[Stored data entries]
####

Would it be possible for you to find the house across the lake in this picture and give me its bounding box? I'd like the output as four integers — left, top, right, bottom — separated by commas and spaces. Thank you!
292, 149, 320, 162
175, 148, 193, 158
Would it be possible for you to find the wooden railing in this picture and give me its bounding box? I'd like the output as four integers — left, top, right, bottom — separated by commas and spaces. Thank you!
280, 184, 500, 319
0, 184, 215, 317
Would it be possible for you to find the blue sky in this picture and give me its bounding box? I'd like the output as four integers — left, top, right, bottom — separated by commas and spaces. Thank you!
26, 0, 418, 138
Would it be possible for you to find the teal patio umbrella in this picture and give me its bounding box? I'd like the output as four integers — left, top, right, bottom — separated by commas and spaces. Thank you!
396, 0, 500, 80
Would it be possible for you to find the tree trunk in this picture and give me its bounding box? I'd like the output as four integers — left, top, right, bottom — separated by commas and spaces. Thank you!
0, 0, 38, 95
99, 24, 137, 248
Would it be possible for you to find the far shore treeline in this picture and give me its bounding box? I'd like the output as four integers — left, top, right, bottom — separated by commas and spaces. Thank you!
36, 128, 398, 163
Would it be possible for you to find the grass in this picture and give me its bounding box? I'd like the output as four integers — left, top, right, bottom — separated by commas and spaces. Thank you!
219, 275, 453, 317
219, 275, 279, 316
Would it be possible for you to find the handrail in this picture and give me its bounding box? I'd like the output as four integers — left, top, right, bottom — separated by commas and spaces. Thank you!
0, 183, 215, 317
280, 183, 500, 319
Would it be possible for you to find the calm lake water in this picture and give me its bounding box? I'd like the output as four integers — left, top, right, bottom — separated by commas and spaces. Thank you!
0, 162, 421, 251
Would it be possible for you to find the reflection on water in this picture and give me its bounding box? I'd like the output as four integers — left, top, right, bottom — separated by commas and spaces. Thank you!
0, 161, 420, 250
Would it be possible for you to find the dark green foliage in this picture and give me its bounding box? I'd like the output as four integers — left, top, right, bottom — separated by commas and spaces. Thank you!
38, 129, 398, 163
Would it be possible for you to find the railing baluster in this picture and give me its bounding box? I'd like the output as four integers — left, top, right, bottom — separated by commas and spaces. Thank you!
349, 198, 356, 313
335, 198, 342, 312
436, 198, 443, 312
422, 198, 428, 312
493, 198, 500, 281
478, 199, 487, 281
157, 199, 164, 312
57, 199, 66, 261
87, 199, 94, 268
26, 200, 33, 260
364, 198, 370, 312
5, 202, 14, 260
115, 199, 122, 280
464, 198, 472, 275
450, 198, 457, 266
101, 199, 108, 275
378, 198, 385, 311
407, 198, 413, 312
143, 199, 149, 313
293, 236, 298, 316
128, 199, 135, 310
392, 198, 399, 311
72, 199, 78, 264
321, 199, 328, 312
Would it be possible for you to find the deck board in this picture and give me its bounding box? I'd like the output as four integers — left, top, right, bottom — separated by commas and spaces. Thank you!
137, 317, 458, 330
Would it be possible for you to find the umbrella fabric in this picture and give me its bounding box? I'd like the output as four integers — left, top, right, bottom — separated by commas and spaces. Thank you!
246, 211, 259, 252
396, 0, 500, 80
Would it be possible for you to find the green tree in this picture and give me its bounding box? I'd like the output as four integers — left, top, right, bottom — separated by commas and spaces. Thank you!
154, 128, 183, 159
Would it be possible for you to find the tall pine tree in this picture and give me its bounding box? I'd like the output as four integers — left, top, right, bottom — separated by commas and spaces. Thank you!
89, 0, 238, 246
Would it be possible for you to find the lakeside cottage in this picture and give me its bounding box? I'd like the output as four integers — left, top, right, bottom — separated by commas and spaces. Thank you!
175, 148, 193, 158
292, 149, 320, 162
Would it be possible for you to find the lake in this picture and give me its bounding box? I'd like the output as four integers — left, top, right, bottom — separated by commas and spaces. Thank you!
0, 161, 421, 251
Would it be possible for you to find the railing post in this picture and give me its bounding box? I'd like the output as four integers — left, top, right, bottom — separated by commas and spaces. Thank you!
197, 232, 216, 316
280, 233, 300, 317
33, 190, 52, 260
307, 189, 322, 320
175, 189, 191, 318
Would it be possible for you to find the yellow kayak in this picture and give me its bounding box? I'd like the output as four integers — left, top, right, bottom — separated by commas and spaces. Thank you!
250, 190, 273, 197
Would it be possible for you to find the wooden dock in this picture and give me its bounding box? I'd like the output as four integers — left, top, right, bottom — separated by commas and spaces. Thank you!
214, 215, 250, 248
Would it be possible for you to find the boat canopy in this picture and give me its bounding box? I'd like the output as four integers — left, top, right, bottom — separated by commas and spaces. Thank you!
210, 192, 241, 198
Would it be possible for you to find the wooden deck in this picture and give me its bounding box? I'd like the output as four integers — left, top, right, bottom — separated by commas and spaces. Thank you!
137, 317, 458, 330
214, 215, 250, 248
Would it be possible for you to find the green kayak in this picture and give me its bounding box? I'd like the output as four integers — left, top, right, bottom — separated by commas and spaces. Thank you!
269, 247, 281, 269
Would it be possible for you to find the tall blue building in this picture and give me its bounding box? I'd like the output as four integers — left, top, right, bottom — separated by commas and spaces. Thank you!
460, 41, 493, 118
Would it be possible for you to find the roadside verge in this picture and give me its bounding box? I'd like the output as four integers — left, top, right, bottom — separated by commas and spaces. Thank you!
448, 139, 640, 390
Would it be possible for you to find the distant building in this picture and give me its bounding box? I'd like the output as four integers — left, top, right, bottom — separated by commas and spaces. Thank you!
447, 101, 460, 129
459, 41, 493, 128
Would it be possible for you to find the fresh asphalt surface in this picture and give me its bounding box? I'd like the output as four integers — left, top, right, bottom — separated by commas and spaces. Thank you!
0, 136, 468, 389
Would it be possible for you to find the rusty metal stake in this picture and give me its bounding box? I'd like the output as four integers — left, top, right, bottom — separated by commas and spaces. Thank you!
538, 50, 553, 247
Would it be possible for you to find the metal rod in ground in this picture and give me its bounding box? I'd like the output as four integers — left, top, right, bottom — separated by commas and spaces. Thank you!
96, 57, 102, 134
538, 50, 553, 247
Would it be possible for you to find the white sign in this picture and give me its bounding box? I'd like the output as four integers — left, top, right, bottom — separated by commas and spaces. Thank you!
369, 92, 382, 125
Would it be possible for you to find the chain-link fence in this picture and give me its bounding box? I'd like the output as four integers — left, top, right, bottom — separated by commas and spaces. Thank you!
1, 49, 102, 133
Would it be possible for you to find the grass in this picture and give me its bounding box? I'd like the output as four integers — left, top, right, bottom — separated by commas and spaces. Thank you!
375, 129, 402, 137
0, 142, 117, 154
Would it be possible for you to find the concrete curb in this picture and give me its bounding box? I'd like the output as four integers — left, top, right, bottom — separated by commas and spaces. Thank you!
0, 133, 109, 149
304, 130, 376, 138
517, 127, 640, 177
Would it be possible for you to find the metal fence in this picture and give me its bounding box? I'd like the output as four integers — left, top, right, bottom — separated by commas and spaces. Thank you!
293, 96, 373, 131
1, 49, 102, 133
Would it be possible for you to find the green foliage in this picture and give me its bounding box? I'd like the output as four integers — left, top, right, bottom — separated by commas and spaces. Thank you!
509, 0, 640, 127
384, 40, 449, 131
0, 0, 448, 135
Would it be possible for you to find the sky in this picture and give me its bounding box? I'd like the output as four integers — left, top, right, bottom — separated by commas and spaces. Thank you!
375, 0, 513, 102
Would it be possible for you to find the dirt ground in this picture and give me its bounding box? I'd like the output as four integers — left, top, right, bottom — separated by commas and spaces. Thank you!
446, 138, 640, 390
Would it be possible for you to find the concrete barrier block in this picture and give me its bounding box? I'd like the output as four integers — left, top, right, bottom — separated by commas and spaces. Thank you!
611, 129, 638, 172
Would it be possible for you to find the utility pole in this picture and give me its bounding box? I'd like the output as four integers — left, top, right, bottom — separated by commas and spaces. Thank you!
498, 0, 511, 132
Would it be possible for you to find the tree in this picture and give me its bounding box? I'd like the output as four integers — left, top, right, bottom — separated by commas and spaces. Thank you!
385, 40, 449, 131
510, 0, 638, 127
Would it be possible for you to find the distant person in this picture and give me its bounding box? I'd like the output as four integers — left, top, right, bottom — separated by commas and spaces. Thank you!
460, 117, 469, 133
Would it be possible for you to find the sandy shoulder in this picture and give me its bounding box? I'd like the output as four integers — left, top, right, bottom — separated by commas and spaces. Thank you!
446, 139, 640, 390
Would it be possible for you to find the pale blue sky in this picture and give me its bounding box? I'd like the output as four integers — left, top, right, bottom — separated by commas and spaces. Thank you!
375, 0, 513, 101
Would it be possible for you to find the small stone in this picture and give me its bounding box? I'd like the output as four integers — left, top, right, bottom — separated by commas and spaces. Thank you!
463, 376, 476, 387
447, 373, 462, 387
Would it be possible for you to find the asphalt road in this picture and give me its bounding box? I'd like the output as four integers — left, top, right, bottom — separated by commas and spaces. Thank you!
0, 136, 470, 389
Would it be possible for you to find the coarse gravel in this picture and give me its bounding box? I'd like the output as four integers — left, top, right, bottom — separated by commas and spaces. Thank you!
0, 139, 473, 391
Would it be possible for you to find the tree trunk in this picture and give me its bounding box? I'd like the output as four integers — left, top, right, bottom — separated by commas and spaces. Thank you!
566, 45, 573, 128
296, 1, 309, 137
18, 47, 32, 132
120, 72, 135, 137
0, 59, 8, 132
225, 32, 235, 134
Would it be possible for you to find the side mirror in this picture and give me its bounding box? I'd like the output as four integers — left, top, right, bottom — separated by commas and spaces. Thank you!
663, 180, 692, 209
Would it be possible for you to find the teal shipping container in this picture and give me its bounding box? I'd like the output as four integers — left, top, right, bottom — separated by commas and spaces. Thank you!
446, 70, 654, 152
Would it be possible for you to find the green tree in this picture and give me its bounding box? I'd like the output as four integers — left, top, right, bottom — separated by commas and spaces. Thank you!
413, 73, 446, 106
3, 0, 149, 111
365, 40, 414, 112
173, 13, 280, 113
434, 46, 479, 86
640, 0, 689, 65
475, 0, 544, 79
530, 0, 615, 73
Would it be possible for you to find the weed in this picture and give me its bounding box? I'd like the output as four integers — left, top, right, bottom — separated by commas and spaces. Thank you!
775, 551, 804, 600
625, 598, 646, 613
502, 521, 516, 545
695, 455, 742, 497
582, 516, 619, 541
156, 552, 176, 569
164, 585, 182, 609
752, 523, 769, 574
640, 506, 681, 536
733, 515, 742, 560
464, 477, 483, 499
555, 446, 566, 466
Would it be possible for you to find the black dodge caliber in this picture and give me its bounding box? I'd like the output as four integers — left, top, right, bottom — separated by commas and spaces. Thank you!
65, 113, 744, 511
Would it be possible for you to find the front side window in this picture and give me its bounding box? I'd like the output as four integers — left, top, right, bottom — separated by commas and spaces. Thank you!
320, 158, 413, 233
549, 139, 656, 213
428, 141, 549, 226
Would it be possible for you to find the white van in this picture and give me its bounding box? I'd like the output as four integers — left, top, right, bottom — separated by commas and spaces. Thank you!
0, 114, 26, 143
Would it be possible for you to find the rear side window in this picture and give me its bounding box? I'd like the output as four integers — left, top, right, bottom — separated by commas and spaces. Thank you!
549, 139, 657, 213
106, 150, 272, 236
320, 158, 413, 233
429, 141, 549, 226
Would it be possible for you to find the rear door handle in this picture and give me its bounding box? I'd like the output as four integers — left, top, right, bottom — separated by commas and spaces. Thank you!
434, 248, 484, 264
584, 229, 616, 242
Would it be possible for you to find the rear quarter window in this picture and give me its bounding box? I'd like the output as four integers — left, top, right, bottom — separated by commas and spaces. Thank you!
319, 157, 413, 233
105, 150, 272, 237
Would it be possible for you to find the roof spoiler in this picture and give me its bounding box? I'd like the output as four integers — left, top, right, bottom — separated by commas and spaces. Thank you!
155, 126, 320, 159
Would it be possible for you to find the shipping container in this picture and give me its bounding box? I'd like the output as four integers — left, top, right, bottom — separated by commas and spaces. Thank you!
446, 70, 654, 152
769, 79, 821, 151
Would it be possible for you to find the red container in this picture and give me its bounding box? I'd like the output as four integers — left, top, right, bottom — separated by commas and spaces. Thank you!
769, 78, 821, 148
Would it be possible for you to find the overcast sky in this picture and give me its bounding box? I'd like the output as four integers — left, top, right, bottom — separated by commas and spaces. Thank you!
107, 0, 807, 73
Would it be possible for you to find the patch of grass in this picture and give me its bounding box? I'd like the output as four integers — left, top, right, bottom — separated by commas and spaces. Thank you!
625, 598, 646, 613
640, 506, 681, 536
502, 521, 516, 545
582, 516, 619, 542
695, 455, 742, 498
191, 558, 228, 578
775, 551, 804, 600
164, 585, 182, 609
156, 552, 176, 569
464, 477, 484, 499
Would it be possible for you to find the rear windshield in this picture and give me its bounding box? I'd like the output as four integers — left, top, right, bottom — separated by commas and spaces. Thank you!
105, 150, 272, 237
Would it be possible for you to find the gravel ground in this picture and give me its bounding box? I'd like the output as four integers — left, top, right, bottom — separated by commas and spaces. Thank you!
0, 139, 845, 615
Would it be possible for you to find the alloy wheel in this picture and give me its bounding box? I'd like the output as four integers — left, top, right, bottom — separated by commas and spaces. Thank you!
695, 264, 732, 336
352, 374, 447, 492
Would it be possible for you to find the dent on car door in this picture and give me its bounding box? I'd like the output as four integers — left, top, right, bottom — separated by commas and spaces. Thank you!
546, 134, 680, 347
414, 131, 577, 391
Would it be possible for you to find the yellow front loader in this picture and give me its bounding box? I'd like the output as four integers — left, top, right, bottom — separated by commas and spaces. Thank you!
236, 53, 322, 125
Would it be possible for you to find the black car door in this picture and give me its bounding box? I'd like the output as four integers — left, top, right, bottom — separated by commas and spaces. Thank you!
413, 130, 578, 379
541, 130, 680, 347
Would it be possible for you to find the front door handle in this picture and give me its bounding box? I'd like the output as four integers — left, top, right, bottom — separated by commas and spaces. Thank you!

####

• **What the task asks**
Render as a numbered list the lines starting at the one containing "Would it be possible for you to find the sandy" and ending at the one containing "446, 139, 640, 390", leaving out blank lines.

• **Problem solution**
1. Would it be possible for you to find the sandy shoulder in this picture and give me its bounding box? I'd like the output as four integers — left, top, right, bottom — separated by commas and spaces. Thank you!
2. 446, 139, 640, 390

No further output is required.